BEGIN THE RECORDS

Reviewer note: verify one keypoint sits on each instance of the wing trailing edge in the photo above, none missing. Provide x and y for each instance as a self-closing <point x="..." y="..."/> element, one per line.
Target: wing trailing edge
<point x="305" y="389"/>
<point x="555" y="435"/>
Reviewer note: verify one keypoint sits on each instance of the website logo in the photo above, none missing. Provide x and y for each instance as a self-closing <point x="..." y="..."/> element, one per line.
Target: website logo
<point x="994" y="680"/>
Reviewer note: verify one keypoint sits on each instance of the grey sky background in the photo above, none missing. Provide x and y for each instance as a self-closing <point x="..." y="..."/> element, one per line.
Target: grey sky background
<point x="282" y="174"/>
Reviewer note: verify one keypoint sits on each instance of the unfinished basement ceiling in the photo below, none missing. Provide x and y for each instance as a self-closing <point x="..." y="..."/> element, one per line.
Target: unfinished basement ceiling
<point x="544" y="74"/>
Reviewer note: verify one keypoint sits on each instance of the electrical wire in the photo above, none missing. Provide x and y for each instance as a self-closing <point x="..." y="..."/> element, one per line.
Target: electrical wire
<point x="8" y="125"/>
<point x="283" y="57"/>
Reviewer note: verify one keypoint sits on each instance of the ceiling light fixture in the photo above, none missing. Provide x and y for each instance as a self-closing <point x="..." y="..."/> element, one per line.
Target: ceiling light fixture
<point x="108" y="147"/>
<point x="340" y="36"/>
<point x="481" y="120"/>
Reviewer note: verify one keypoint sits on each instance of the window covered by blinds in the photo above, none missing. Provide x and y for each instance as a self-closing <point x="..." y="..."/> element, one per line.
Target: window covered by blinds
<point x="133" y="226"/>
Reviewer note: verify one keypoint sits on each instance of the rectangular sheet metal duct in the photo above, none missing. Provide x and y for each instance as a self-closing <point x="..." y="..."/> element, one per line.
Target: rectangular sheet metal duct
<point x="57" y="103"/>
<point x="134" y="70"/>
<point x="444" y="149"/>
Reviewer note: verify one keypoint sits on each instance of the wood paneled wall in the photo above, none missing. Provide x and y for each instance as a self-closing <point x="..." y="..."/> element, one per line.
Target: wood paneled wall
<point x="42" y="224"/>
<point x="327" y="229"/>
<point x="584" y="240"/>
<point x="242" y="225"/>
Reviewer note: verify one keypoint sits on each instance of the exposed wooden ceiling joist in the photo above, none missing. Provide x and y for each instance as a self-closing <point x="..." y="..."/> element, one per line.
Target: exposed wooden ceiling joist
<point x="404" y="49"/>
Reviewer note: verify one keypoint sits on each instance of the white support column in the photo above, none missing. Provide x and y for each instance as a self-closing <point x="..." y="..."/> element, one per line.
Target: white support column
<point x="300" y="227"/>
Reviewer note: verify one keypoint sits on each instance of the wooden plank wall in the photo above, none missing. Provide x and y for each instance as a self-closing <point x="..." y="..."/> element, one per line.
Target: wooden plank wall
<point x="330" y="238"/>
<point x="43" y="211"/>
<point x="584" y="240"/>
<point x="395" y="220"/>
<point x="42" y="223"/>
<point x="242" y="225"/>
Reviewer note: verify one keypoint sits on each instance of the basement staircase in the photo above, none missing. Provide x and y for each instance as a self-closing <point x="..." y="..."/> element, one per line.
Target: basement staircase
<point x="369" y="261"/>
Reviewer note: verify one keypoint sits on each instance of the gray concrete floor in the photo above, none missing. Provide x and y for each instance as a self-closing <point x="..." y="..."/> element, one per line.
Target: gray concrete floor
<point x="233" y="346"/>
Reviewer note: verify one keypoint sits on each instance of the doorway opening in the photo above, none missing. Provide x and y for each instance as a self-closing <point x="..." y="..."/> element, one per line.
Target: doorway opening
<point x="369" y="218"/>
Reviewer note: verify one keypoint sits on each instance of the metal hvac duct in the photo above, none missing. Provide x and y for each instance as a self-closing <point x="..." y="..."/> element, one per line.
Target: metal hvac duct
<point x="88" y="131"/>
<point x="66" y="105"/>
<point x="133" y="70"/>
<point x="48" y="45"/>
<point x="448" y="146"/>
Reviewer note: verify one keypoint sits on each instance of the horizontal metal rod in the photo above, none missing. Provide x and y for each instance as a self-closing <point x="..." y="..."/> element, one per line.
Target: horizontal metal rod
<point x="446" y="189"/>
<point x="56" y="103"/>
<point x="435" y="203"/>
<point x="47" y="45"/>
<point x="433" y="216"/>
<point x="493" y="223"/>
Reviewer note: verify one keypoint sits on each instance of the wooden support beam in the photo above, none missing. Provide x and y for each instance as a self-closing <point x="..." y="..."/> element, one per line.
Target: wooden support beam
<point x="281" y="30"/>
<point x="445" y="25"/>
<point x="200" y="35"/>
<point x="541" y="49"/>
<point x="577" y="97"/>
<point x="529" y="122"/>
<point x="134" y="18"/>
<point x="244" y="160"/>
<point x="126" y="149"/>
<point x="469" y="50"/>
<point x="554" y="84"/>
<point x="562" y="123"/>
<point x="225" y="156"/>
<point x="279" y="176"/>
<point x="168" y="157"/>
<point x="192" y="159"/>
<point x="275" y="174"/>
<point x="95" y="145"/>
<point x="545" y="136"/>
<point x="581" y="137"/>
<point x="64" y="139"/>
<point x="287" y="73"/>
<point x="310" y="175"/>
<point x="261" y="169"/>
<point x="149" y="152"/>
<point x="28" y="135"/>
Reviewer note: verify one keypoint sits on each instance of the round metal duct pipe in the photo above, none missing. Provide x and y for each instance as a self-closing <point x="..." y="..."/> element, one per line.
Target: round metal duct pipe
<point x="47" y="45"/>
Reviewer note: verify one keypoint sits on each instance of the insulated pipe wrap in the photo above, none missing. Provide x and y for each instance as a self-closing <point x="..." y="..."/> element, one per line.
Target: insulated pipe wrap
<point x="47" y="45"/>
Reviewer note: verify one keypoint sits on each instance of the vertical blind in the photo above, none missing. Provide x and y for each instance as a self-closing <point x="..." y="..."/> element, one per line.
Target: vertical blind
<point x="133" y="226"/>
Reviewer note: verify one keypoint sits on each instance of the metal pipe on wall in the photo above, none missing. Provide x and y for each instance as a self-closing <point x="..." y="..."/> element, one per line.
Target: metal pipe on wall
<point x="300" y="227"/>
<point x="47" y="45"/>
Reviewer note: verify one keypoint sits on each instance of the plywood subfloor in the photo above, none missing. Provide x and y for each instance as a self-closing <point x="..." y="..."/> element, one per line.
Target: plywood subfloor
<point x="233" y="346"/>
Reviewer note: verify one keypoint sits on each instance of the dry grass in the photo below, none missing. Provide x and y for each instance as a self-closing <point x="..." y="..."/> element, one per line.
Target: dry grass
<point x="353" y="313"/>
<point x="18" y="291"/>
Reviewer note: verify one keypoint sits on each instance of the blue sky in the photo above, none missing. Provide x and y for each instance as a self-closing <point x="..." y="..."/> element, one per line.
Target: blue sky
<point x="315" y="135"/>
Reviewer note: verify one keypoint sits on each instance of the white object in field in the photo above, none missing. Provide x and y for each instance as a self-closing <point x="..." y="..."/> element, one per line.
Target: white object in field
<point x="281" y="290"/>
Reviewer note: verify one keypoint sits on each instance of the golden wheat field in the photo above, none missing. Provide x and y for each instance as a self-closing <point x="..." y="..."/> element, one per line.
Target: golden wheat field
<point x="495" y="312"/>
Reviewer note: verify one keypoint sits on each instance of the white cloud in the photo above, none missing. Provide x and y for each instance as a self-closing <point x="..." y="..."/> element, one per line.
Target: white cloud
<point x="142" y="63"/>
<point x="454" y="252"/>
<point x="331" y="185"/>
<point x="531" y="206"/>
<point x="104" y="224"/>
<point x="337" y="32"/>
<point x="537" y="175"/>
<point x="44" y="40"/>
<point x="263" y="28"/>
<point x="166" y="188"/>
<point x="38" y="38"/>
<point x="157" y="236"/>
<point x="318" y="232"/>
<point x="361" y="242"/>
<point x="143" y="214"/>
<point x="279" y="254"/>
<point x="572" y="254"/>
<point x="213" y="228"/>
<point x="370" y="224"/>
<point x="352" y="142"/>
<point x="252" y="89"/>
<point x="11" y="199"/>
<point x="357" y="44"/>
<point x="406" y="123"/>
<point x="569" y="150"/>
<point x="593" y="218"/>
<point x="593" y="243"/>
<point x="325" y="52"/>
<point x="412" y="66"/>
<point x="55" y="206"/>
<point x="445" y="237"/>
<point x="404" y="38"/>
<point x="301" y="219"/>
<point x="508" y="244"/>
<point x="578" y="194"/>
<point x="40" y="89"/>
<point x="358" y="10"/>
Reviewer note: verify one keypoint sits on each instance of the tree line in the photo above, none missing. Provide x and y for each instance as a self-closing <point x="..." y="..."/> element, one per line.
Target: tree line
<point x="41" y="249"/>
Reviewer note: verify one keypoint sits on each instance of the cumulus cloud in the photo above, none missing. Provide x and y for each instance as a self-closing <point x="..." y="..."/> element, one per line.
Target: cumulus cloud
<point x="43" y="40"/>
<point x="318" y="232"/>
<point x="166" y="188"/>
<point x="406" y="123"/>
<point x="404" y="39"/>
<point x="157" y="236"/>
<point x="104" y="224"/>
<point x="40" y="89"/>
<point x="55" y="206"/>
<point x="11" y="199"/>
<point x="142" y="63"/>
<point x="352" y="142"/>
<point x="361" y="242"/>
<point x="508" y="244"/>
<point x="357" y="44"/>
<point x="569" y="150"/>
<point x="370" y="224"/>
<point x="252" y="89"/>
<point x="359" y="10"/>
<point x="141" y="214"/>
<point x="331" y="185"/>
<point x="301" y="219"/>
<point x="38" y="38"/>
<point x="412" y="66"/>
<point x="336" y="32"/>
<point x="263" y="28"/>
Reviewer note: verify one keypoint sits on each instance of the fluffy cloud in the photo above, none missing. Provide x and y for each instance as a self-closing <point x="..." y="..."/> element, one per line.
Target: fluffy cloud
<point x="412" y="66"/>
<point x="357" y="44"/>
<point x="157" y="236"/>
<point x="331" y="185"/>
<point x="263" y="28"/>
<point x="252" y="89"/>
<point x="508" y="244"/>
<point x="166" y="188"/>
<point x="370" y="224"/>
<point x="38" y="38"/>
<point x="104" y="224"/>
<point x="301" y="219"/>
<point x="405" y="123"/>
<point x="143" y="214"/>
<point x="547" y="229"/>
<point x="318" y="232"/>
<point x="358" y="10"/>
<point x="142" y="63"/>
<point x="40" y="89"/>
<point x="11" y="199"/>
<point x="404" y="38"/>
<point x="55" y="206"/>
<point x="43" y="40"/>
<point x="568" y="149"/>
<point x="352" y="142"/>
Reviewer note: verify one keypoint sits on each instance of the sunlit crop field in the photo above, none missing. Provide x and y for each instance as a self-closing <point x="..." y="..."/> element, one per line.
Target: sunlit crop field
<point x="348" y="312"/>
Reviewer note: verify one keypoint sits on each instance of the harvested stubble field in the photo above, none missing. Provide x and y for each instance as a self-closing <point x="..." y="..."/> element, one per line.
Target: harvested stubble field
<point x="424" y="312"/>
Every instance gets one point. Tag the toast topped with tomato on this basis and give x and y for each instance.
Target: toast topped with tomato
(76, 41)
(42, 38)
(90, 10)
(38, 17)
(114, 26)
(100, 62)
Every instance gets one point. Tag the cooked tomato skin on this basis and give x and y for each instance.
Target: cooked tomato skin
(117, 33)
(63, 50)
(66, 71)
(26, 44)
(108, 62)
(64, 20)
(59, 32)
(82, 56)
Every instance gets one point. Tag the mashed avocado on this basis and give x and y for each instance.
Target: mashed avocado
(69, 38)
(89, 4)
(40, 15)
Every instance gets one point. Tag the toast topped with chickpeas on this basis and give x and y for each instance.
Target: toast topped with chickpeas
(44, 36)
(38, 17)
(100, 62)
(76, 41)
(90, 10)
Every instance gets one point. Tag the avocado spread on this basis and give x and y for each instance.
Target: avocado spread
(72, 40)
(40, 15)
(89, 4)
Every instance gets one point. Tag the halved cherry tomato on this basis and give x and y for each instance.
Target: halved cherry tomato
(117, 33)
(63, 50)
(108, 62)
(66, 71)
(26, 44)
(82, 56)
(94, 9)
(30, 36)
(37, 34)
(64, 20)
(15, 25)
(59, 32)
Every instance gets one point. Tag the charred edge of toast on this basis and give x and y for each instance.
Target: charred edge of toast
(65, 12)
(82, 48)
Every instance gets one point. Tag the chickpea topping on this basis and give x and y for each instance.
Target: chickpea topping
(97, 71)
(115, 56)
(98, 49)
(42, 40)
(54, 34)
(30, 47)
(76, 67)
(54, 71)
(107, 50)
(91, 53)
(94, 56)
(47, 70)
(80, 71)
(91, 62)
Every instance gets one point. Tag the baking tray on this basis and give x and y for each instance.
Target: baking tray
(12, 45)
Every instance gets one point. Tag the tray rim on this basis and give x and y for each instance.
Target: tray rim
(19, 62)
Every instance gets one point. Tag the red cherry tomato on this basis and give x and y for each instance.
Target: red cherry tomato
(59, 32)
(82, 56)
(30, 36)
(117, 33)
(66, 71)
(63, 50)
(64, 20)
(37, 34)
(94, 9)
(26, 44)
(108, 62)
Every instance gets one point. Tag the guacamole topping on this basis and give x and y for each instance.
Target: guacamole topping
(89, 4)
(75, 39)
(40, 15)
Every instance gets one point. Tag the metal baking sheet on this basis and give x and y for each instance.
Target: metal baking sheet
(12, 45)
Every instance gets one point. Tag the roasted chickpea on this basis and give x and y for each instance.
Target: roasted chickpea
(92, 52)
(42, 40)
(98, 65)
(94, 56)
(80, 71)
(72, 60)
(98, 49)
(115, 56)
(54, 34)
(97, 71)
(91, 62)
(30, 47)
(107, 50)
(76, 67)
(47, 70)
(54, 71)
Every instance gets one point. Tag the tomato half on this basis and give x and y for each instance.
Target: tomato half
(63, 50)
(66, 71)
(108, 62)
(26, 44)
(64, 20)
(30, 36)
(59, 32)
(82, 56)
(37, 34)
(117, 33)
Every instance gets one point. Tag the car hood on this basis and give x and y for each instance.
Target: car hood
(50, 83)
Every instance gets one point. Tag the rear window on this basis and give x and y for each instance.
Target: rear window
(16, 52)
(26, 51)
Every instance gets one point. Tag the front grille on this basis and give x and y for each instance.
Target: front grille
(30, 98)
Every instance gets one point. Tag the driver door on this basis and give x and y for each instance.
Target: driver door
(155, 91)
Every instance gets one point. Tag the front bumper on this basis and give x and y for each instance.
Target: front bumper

END THE RECORDS

▶ _EXERCISE BRIEF_: Each line above from the one with "Every instance gets one point. Tag the mashed" up to and including the one with "Every instance gets one point. Tag the chickpea" must be set down exactly, and no line outside that span may appear.

▶ _TASK OUTPUT_:
Every instance gets one point. Tag the mashed avocado on this basis and give x and y for each instance.
Target: mashed avocado
(69, 38)
(89, 4)
(40, 15)
Every instance gets one point. Tag the toast topped with chickpeas on this basis and give x and y for each instance.
Target: toast topped with chickpeas
(44, 36)
(38, 17)
(100, 62)
(76, 41)
(90, 10)
Every instance gets one point. Tag the avocado spread on this basis and give x and y for each instance.
Target: avocado spread
(72, 40)
(40, 15)
(89, 4)
Every instance gets one point. Tag the halved cherry tomato on this basis and give x and y for each instance.
Target: halved cherry tomato
(117, 33)
(63, 50)
(108, 62)
(66, 71)
(26, 44)
(82, 56)
(94, 9)
(30, 36)
(37, 34)
(64, 20)
(15, 25)
(59, 32)
Every instance gets one point. Tag the charred edge of toast on this basis and give x and y for each instance.
Target: charred edge of toast
(65, 12)
(82, 48)
Every instance gets one point. Tag the chickpea topping on this basis and give x and y for each instance.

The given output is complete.